**PAGE EXCERPT**
::::::

I highly doubt that gradient descent in the calculus-sense is the determining factor that allows biological organisms to formalize and reason about their environment. Minimizing some cost function - yes, possible. But the systems at play in even the simplest organisms don't spend expensive glucose to convert sensory signals to vectors. Afaik, they work with representations of energy-states. Maybe there is an operational equivalence somewhere there though.

Gradient descent is an algo that optimizes derivatives wrt some cost function. An intelligent system may use the resulting inferences for its own fitness function, and it may do this using gradient descent itself, but at no point does the mechanical process of iterating over cost-values escape its algorithmic nature. A system performing symbolic reasoning may delegate cognitive tasks to context-specialized evaluators ("am I in danger?", "how many sheep are on that field?", "is this person a friend?", "what is a pumpkin?"), all of which are conditioned to minimize cognitive effort while avoiding false positives, but the sequence of results returned by those evaluators (think neural clusters) is observed by a centralized agent, who has to make new inferences in a living environment. Gradient descent fails at that.


Really, I don't think these assertions have any ground to stand on. Humans are not magical or divine. Our intelligence, like that of all life, is as basic as it can be to guarantee our niche. It just happens to be the most "developed" (by our estimation) on our one singular planet. Big deal.


> Humans are not magical or divine

And yet, they can do things that no other being we know of can do. Humans don't have to be magical or divine to be unique.


We're not that unique, though. Plenty of organisms do things that other types of organisms can't, that's how niches work.

::::::

**ACTIONS TO TAKE**
**1)** Answer these about the thread on gradient descent and intelligence:
(a) What does the thread say the systems in even the simplest organisms don't spend expensive glucose on?
(b) What does gradient descent optimize, according to the thread?
(c) Which agent observes the sequence of results returned by the context-specialized evaluators?
**2)** Write the next part of the thread on gradient descent and intelligence, following on from its last post.

::::::

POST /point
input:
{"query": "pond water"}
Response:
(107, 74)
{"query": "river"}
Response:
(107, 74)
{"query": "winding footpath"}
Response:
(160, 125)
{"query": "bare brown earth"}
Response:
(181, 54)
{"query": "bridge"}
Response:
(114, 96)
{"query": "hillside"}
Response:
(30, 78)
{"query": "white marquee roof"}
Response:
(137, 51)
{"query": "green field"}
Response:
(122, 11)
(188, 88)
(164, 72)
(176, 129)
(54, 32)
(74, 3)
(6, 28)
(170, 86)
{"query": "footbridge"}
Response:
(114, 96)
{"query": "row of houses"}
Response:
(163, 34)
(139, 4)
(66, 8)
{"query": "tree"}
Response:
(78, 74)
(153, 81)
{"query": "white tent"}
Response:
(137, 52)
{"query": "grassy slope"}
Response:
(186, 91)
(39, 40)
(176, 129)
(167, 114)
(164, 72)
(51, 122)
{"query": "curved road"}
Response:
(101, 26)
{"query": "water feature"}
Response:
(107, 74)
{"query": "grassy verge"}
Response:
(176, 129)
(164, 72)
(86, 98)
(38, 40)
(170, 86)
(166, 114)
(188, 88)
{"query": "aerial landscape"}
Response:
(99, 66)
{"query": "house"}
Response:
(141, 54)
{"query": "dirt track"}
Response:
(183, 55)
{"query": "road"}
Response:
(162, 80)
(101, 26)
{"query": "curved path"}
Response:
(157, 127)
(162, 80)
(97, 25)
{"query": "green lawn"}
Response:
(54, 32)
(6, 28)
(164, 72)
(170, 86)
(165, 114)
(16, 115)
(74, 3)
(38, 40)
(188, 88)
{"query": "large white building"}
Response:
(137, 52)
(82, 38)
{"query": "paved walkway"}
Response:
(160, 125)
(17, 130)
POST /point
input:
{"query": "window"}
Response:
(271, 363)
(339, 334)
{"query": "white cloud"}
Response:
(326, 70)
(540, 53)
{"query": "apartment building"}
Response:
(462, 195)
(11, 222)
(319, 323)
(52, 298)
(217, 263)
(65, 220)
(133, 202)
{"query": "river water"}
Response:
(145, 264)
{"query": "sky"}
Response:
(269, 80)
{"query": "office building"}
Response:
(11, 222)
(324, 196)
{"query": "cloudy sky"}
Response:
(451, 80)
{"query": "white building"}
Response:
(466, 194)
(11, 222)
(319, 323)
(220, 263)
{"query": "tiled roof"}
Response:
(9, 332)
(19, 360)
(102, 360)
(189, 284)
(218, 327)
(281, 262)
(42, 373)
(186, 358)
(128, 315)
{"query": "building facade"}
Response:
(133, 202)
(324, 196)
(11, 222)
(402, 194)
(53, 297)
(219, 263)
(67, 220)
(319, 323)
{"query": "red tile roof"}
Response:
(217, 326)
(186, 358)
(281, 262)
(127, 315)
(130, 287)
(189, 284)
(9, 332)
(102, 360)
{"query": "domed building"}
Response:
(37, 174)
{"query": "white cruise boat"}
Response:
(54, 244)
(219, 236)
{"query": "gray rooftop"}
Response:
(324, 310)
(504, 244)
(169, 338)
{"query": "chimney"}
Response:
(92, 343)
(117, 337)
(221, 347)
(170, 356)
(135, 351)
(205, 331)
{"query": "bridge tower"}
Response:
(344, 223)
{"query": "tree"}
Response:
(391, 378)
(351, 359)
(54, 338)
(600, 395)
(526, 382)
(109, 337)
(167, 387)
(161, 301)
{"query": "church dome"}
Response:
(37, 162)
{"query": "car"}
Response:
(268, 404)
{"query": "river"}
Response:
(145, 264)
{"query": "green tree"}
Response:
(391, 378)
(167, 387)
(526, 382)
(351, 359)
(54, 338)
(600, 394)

::::::

**EXERCISE RESPONSES**
**1)**
(a) Converting sensory signals to vectors.
(b) Derivatives with respect to some cost function.
(c) A centralized agent, who has to make new inferences in a living environment.

**2)**
Our most impressive feats come not from what our brains can do but from what the emergent phenomenon of human society can do, using us as nodes. And that's using an incredibly crude data transfer interface backported to brains that are only marginally more complex than that of other organisms. The less we think of ourselves as exceptional, supernatural agents of rationality the better we will be able to harness this new technology.

We don't need AI to be just like people, we already have people. We need AI to push the boundaries of what society is able to do. That means reorienting ourselves away from the irrational belief that our anthropomorphic concepts of knowledge and the world are any more valid than the information encoded in contemporary AI models.


I agree that lots of other creatures are unique! But just as one example, mathematics is categorically unlike any other niche. I'm not sure how it's irrational to point out that humans have remarkable differences from other beings, when the evidence is all around us.

I'm not sure I need any supernatural or anthropomorphic ideological bias to examine the evidence of what is currently being produced by LLMs or any other kind of AI and say that it has distinct characteristics.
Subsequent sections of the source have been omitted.